*Given task*. Lines before the one containing "Task: place one keypoint per instance of the plastic" are excluded; print that line and every line after it through the end of the material below, exactly.

*Supplied data*.
========

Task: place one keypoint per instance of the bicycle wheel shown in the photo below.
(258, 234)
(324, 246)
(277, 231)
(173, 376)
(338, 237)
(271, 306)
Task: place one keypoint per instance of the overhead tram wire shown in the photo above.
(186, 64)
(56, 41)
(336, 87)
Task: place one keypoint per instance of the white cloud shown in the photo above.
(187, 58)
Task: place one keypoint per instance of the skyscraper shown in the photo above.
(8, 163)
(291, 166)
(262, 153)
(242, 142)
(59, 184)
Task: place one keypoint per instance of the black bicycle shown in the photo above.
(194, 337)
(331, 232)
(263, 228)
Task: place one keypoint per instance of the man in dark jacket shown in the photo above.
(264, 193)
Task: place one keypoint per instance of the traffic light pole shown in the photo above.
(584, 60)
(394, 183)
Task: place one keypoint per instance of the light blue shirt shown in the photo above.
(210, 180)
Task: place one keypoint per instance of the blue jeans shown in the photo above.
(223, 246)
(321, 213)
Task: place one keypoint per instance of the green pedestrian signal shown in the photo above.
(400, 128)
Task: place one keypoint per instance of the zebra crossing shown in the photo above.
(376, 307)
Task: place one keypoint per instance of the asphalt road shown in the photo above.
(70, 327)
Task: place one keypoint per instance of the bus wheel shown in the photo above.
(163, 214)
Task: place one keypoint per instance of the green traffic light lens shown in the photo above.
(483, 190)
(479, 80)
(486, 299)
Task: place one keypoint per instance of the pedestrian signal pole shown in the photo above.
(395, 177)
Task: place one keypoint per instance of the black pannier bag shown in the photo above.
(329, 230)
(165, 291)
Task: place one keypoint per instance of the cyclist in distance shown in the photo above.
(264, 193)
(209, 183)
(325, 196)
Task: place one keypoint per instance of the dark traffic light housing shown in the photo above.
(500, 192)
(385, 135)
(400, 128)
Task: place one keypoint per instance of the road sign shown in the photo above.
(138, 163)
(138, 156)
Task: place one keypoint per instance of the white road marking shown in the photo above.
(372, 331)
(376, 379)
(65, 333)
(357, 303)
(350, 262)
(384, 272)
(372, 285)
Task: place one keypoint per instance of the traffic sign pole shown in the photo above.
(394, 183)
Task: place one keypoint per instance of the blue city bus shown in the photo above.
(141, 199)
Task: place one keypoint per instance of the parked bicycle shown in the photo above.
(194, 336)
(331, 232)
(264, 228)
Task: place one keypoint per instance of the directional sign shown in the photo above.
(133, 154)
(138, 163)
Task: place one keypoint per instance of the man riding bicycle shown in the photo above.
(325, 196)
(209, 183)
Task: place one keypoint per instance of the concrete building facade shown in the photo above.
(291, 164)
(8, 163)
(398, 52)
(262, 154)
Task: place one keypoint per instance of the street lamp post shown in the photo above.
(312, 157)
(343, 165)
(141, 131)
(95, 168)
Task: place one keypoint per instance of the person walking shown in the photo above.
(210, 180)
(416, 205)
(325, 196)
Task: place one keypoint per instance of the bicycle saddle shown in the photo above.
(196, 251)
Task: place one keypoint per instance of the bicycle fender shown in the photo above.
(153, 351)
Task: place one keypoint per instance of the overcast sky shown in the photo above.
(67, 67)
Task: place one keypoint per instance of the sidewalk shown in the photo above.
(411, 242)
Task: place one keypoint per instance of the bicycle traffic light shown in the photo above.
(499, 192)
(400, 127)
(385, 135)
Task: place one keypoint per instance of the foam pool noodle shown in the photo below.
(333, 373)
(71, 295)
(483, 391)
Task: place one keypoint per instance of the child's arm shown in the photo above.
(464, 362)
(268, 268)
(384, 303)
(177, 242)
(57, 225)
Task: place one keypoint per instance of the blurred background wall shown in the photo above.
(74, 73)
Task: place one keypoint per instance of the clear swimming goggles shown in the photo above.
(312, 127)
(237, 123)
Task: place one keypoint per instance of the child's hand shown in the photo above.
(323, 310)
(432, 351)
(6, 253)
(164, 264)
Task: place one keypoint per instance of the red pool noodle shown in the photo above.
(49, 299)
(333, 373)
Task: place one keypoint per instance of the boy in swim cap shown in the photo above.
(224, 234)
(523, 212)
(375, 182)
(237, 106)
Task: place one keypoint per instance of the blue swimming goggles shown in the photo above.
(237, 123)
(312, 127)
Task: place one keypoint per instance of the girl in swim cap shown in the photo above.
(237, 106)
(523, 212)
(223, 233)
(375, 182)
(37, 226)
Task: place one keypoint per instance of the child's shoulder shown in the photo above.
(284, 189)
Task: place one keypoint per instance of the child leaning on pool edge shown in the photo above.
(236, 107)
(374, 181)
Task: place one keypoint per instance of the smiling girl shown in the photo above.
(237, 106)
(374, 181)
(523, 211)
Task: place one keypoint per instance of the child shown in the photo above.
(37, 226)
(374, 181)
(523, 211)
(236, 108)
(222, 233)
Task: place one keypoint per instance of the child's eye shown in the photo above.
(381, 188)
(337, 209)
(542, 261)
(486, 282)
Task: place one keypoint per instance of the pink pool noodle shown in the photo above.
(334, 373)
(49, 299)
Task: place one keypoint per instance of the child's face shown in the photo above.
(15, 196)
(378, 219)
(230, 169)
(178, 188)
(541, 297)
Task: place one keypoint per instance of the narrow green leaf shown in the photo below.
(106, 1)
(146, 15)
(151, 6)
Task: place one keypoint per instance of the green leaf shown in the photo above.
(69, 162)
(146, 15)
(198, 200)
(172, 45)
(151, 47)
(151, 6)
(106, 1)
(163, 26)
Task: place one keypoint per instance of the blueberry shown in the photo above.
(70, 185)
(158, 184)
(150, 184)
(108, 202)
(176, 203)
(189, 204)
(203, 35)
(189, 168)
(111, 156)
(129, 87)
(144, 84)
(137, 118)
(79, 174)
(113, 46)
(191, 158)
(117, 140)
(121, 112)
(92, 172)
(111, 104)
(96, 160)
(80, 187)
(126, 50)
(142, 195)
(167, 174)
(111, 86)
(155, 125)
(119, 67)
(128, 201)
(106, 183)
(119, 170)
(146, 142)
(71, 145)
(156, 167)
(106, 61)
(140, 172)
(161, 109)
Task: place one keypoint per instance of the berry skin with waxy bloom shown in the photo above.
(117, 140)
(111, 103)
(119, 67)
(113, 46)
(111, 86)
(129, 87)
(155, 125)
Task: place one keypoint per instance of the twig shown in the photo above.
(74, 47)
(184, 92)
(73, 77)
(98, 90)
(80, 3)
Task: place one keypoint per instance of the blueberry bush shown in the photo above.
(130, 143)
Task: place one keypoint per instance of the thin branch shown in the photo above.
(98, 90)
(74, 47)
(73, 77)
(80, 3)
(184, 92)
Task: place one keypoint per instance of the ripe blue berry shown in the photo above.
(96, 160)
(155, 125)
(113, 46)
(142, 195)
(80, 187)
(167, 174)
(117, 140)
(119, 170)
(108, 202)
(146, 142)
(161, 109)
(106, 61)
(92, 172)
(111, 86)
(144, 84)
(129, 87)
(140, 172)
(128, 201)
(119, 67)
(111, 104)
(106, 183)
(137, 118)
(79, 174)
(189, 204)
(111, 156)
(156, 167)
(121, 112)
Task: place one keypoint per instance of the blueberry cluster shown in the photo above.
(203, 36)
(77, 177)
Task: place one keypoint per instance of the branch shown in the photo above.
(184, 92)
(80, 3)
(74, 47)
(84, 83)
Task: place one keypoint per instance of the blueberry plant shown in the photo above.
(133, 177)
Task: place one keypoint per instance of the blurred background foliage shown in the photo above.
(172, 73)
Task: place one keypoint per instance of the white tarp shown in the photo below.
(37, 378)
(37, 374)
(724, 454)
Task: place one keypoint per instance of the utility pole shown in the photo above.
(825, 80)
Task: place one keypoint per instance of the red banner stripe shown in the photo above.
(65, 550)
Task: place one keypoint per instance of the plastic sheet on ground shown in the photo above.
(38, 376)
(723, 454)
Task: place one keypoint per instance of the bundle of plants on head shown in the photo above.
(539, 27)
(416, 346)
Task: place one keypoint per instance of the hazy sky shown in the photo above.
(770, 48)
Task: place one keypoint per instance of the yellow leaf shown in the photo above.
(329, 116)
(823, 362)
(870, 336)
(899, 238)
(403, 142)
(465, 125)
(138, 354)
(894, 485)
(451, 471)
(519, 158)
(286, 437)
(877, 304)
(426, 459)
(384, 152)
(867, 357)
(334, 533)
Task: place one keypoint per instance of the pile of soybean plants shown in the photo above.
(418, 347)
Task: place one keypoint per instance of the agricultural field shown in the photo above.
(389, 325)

========

*Response for this exercise*.
Task: place one keypoint per instance of the plastic sheet on ground shown in the photo above.
(38, 376)
(723, 454)
Task: place one keypoint per instance of the bundle of plants on head shown in the photo above.
(539, 27)
(416, 346)
Task: place one keypoint per instance of the hazy sky shown in the photo above.
(770, 48)
Task: place one keypoint per instance of the yellow leaf shown in the photo above.
(329, 116)
(823, 362)
(870, 336)
(899, 238)
(403, 142)
(465, 125)
(138, 354)
(894, 485)
(451, 471)
(519, 158)
(286, 437)
(877, 304)
(426, 459)
(384, 152)
(867, 357)
(334, 533)
Task: place one keypoint per instance of the pile of soybean plants shown in the photo above.
(418, 347)
Task: place one keypoint per instance of the agricultural field shown in the photo above.
(389, 325)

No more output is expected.